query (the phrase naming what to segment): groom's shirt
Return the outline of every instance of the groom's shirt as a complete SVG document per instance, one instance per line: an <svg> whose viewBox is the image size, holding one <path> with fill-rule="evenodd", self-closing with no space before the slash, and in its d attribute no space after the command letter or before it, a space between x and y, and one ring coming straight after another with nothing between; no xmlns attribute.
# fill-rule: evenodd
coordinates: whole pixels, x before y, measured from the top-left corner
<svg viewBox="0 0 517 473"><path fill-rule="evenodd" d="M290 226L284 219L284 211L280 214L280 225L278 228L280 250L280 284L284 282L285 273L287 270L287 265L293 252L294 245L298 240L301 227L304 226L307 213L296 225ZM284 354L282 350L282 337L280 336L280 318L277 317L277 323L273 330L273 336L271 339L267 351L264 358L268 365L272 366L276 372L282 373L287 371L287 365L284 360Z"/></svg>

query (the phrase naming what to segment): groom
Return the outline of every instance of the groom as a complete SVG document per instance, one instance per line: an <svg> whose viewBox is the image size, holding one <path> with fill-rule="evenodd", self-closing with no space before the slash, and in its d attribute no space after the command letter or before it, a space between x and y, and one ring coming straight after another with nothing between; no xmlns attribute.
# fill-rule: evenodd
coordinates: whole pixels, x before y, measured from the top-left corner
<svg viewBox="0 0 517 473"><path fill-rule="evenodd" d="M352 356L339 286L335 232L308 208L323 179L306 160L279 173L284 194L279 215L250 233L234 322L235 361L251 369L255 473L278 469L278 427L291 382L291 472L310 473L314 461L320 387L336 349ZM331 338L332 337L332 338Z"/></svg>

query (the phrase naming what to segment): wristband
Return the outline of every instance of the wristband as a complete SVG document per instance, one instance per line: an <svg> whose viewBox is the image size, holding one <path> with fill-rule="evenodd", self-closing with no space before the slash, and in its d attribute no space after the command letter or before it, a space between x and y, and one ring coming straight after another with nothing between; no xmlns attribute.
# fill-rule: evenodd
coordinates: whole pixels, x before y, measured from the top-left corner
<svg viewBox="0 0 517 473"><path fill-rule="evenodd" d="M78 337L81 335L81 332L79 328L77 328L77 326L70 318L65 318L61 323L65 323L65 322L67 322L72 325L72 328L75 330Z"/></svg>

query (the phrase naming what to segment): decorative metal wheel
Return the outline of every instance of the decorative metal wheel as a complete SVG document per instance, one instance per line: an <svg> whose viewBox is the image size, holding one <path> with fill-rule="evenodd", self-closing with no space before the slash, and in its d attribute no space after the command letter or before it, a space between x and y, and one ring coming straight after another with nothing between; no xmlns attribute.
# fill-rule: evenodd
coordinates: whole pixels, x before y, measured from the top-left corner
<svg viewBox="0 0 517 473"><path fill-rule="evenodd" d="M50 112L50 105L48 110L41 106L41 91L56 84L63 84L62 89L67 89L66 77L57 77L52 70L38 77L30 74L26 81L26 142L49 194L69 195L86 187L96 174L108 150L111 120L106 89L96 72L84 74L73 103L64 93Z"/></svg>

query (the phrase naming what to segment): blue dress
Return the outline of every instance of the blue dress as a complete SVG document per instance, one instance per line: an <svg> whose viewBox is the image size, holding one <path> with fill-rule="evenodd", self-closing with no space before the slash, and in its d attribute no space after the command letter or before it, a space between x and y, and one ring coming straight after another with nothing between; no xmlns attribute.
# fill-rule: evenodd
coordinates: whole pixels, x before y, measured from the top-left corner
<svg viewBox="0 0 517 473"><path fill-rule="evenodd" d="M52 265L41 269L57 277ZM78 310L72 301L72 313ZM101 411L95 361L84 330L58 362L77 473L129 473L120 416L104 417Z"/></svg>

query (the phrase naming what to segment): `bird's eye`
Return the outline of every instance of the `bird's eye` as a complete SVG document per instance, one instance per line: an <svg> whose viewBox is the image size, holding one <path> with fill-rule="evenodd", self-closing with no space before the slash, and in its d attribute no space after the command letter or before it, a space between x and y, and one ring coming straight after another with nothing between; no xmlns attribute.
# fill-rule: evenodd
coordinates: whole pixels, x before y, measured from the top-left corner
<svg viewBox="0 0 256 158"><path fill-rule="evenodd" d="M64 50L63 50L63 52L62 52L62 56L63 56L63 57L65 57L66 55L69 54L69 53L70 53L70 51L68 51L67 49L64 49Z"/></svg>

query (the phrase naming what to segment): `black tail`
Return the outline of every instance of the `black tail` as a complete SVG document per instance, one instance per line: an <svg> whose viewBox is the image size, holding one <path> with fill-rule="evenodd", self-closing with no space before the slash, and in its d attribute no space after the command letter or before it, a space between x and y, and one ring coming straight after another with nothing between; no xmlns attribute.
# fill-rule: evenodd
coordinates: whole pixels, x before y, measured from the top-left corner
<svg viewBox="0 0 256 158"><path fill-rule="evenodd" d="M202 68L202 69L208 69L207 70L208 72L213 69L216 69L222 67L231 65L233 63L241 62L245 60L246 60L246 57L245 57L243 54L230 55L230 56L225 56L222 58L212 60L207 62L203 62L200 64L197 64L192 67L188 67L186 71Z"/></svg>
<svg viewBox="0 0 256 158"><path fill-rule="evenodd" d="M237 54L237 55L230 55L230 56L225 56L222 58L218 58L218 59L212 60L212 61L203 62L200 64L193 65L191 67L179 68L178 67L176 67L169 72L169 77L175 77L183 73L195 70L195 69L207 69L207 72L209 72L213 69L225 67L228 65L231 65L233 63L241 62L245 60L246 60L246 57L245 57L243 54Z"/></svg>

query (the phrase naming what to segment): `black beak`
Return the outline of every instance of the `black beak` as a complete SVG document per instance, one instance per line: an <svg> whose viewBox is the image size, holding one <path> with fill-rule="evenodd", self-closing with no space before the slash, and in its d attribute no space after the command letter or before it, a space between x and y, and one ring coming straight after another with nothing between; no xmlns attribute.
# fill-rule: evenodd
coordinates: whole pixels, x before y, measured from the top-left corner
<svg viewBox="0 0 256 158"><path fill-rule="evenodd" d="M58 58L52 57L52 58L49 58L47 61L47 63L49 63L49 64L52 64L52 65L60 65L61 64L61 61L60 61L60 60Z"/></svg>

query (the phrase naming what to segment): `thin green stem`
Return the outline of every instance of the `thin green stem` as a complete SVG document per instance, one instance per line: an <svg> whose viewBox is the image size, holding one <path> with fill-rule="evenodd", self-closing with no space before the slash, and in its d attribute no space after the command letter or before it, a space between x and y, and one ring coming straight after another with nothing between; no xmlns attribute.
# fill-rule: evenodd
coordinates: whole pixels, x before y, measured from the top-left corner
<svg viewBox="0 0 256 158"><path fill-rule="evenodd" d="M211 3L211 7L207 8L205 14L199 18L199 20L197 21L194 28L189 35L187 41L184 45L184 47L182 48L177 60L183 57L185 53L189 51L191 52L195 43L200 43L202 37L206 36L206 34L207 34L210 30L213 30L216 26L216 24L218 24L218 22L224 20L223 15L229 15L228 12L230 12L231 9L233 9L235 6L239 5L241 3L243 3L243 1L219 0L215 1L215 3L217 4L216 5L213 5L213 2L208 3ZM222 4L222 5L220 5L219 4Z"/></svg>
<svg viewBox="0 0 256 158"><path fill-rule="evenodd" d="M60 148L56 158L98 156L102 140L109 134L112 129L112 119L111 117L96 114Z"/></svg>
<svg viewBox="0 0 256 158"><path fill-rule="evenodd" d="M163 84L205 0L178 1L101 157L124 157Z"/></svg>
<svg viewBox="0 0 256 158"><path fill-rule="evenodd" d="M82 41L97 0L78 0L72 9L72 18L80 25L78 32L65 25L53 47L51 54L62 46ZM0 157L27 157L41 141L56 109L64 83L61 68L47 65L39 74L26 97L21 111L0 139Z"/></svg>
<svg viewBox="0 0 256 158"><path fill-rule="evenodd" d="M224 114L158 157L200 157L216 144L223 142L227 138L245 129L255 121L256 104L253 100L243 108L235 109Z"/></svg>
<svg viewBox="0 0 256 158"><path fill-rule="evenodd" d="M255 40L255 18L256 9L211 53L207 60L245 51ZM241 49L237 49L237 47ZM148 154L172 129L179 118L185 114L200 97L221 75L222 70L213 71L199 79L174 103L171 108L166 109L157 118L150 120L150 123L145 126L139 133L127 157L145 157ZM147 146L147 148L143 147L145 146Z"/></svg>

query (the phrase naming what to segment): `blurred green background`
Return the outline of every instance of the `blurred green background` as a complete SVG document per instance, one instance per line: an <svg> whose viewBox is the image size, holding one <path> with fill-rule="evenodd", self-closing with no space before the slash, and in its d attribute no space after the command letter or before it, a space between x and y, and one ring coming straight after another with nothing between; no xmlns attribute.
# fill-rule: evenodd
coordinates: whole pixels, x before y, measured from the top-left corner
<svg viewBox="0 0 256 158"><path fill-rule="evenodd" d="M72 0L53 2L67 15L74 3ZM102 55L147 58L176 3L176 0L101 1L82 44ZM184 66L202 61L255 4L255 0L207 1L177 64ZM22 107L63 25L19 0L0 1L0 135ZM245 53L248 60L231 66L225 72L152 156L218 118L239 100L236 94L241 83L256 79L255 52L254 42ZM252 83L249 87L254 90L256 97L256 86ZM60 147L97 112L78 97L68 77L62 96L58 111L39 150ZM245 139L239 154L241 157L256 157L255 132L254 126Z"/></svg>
====
■ GIVEN INSTRUCTION: Reproduce verbatim the lines of the entries from the line with "query (the phrase naming what to segment): blue" to the line with "265L41 269L57 277ZM78", including both of those lines.

■ REPLY TO THE EXERCISE:
query (the phrase naming what to segment): blue dress
Return the outline of every instance of the blue dress as a complete SVG document per instance, one instance per line: an <svg> whose viewBox is the image size, holding one <path> with fill-rule="evenodd", self-closing with no space before the slash, and in its d attribute no space after the command letter or before it, a space between x and y, and one ring coming straight after another with nothing between; no xmlns attribute.
# fill-rule: evenodd
coordinates: whole pixels, x before y, measured from the top-left corner
<svg viewBox="0 0 517 473"><path fill-rule="evenodd" d="M52 265L41 269L57 277ZM78 310L72 301L72 313ZM101 411L95 361L84 330L58 362L77 473L129 473L120 416L104 417Z"/></svg>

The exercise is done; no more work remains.